WHAT IS ASKED :: Please rewrite the lines below as a Markdown table with the columns "No." and "Text", giving each row a number and skipping blank lines. Leave the pictures out of your answer.

DATA IN THIS EXERCISE ::
..............................

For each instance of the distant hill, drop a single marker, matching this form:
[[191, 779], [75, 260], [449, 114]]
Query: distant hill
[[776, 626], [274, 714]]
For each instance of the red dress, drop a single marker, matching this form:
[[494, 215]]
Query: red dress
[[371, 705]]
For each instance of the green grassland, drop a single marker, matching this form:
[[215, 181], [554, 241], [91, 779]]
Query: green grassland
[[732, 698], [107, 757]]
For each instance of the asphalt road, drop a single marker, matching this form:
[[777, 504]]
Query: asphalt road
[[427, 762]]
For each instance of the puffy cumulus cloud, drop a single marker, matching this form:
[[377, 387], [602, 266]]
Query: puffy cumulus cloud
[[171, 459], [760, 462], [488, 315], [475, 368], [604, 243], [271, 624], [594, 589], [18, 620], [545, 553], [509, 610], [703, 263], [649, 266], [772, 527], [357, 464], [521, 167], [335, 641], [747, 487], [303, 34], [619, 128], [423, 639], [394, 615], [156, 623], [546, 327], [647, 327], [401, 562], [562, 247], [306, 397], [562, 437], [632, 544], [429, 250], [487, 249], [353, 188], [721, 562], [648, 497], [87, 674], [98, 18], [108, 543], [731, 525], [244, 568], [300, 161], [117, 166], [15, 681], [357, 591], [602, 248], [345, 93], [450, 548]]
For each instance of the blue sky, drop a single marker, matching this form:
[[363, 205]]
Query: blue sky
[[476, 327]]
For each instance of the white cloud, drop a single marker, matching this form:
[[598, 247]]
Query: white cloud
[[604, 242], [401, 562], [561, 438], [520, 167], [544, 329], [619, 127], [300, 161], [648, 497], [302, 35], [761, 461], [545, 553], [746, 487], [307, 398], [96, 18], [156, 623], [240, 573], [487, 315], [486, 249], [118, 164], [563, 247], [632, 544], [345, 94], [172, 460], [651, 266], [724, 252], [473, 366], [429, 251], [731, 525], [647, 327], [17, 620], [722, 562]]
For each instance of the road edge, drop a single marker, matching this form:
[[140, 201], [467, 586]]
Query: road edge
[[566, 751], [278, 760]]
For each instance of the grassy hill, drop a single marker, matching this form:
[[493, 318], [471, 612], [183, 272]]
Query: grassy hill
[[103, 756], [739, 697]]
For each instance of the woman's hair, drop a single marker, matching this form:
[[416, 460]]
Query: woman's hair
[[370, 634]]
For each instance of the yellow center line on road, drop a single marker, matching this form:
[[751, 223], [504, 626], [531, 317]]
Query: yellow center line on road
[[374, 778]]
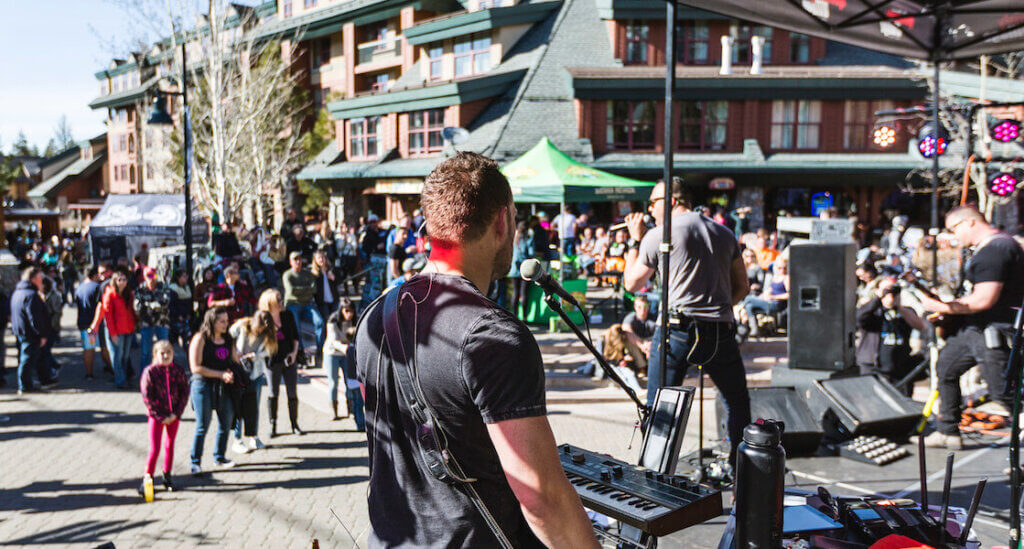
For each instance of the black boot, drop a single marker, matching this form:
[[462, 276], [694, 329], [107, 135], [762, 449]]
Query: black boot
[[168, 484], [293, 414], [271, 403]]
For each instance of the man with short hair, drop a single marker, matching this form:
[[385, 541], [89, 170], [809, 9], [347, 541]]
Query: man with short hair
[[300, 292], [87, 296], [30, 321], [706, 279], [996, 276], [479, 371]]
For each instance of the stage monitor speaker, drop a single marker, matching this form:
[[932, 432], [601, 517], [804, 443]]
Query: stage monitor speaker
[[869, 405], [803, 431], [822, 300]]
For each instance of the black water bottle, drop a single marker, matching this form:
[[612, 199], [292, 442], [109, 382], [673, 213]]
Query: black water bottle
[[760, 481]]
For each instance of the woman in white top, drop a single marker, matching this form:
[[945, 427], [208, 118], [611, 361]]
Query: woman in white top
[[340, 334], [255, 342]]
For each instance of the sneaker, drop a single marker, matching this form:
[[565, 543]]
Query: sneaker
[[938, 439], [240, 447]]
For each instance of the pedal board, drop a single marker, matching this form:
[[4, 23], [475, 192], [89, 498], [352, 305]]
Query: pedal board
[[873, 450]]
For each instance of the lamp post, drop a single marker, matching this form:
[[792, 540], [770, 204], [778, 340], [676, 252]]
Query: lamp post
[[160, 117]]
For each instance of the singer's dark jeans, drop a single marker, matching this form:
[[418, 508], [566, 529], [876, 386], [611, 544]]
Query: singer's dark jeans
[[725, 370]]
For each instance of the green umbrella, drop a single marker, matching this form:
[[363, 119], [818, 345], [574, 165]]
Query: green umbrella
[[546, 174]]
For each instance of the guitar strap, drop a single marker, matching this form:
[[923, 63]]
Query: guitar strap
[[430, 439]]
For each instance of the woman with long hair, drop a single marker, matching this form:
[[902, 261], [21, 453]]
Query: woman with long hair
[[337, 350], [119, 318], [255, 342], [283, 362], [211, 354]]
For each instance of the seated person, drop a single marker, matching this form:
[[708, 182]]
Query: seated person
[[885, 327], [638, 327], [773, 299]]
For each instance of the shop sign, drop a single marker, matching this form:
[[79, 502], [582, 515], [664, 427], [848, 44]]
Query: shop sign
[[722, 183], [398, 187]]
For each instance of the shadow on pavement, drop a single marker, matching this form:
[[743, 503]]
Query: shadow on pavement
[[86, 531]]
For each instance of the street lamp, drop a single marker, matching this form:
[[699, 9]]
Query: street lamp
[[159, 117]]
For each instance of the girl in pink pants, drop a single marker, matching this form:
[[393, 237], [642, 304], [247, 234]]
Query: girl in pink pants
[[165, 391]]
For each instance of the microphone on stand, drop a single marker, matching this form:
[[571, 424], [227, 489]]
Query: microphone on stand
[[532, 271], [647, 220]]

..............................

SOLUTION FOR THIS EXERCISE ::
| No. | Text |
|---|---|
| 1 | For each instance of the distant hill, drop a single marker, matching this form: |
| 2 | [[191, 779], [75, 260], [449, 114]] |
| 3 | Query: distant hill |
| 4 | [[776, 626], [274, 714]] |
| 5 | For each instance of the red dress, drop a single marker, matching this form: |
| 6 | [[494, 215]] |
| 7 | Query: red dress |
| 8 | [[371, 705]] |
| 9 | For each instance of the green grassland, drop a single marker, matching this form: |
| 10 | [[215, 181], [554, 241], [91, 779]] |
| 11 | Query: green grassland |
| 12 | [[732, 698], [107, 757]] |
| 13 | For each instance of the asphalt road, drop a single marker, matching this form: |
| 14 | [[777, 504]] |
| 15 | Query: asphalt road |
| 16 | [[427, 762]] |
| 17 | For each instance of the puffy cumulus cloud, drop a single marker, matching this form: |
| 18 | [[377, 387], [602, 266]] |
| 19 | Query: puffy cumulus cloud |
| 20 | [[171, 459], [760, 462], [488, 315], [475, 368], [604, 243], [271, 624], [594, 589], [18, 620], [545, 553], [509, 610], [703, 263], [649, 266], [772, 527], [357, 464], [521, 167], [335, 641], [747, 487], [303, 34], [619, 128], [423, 639], [394, 615], [156, 623], [546, 327], [647, 327], [401, 562], [562, 247], [306, 397], [562, 437], [632, 544], [429, 250], [487, 249], [353, 188], [721, 562], [648, 497], [87, 674], [98, 18], [108, 543], [731, 525], [244, 568], [300, 161], [117, 166], [15, 681], [357, 591], [602, 248], [345, 93], [450, 548]] |
| 21 | For each instance of the blue sky, drop a single marker, matching this form: |
| 22 | [[363, 205]] |
| 23 | Query: blue sky |
| 24 | [[476, 327]] |
| 25 | For each instance of the white cloud, drop a single marker, matching this form: |
| 26 | [[598, 247]] |
| 27 | Query: white cloud |
| 28 | [[604, 242], [401, 562], [561, 438], [520, 167], [544, 329], [619, 127], [300, 161], [648, 497], [302, 35], [761, 461], [545, 553], [746, 487], [307, 398], [96, 18], [156, 623], [240, 573], [487, 315], [486, 249], [118, 164], [563, 247], [632, 544], [345, 94], [172, 460], [651, 266], [724, 252], [473, 366], [429, 251], [731, 525], [647, 327], [17, 620], [722, 562]] |
| 29 | For each instance of the road edge, drop a single marker, matching this form: |
| 30 | [[140, 201], [467, 586]] |
| 31 | Query: road edge |
| 32 | [[566, 751], [278, 760]] |
| 33 | For each instance of the grassy hill, drop a single marker, matching this form: |
| 34 | [[493, 318], [471, 612], [183, 272]] |
| 35 | Query: grassy hill |
| 36 | [[103, 756], [739, 697]] |
| 37 | For each instance of the woman's hair, drop a single marker, matching this form: |
| 38 | [[416, 460]] |
| 39 | Query: woman's hair |
| 40 | [[370, 634]] |
| 41 | For each instance of the yellow center line on road, drop a single marker, matching this form: |
| 42 | [[751, 223], [504, 626], [531, 317]] |
| 43 | Query: yellow center line on road |
| 44 | [[374, 778]] |
| 45 | For each instance of the black boot, drop a single marker, matching this form: |
| 46 | [[462, 276], [694, 329], [107, 135], [762, 449]] |
| 47 | Query: black boot |
| 48 | [[168, 484], [293, 414], [271, 403]] |
| 49 | For each instance of the man with short hair, drop a single marker, matching this form: |
| 50 | [[385, 541], [89, 170], [809, 9], [347, 541]] |
| 51 | Query: man with short hair |
| 52 | [[300, 292], [87, 296], [30, 321], [706, 279], [996, 276], [479, 371]] |
| 53 | For each instance of the stage monitor speaker, drop a single marker, matching this form: |
| 54 | [[932, 432], [601, 517], [804, 443]] |
| 55 | Query: stage monitor speaker |
| 56 | [[869, 405], [803, 431], [822, 300]] |
| 57 | For each instance of the black water bottle, drop a single marker, matching this form: |
| 58 | [[612, 199], [292, 442], [109, 382], [673, 213]] |
| 59 | Query: black water bottle |
| 60 | [[760, 481]] |
| 61 | For each instance of the woman in white top, drop a single marker, matching this form: |
| 62 | [[945, 427], [208, 118], [611, 361]] |
| 63 | Query: woman in white top |
| 64 | [[340, 334], [255, 342]] |
| 65 | For each instance of the sneaker, drop a single marker, matching this form: |
| 66 | [[565, 543]] |
| 67 | Query: sneaker |
| 68 | [[938, 439], [240, 447]] |
| 69 | For each instance of the pedal board, drop a single marker, matching this form: |
| 70 | [[4, 23], [475, 192], [89, 498], [352, 305]] |
| 71 | Query: pedal board |
| 72 | [[873, 450]] |
| 73 | For each instance of the lamp post, drop a single marker, matching this form: |
| 74 | [[792, 540], [770, 204], [778, 340], [676, 252]] |
| 75 | Query: lamp post |
| 76 | [[160, 117]] |
| 77 | For each instance of the singer's dark jeans, drop a single marker, matching this form: |
| 78 | [[418, 508], [566, 529], [876, 386], [611, 544]] |
| 79 | Query: singer's dark jeans |
| 80 | [[725, 370]] |
| 81 | For each instance of the green umbrella, drop a single marker, matching this form: |
| 82 | [[363, 119], [818, 345], [574, 165]] |
| 83 | Query: green umbrella |
| 84 | [[546, 174]] |
| 85 | For each instance of the guitar strap, drop a single marker, matching this form: |
| 86 | [[923, 63]] |
| 87 | Query: guitar strap |
| 88 | [[430, 439]] |
| 89 | For each instance of the woman with long hair, drop a single marker, matching this form: |
| 90 | [[902, 261], [21, 453]] |
| 91 | Query: woman with long hair |
| 92 | [[337, 350], [119, 318], [255, 342], [283, 362], [211, 354]] |
| 93 | For each instance of the seated person, drop a single marker, matching this form: |
| 94 | [[708, 182]] |
| 95 | Query: seated person |
| 96 | [[885, 327], [638, 327], [773, 299]] |
| 97 | For each instance of the shop sign, drop a single marker, matching this form: |
| 98 | [[79, 502], [582, 515], [664, 427], [848, 44]] |
| 99 | Query: shop sign |
| 100 | [[722, 183], [398, 187]] |
| 101 | For each instance of the shadow on pavement, drop a single marker, matching this form: |
| 102 | [[743, 503]] |
| 103 | Query: shadow on pavement |
| 104 | [[86, 531]] |
| 105 | For each instance of the street lamp, drop a single marker, matching this form: |
| 106 | [[699, 9]] |
| 107 | Query: street lamp |
| 108 | [[159, 117]] |
| 109 | For each instance of the girl in pink pants, drop a single marker, matching this form: |
| 110 | [[393, 237], [642, 304], [247, 234]] |
| 111 | Query: girl in pink pants |
| 112 | [[165, 391]] |
| 113 | For each instance of the microphone on stand, drop a single marker, matching this form: |
| 114 | [[571, 424], [227, 489]] |
| 115 | Query: microphone on stand |
| 116 | [[532, 271], [647, 220]] |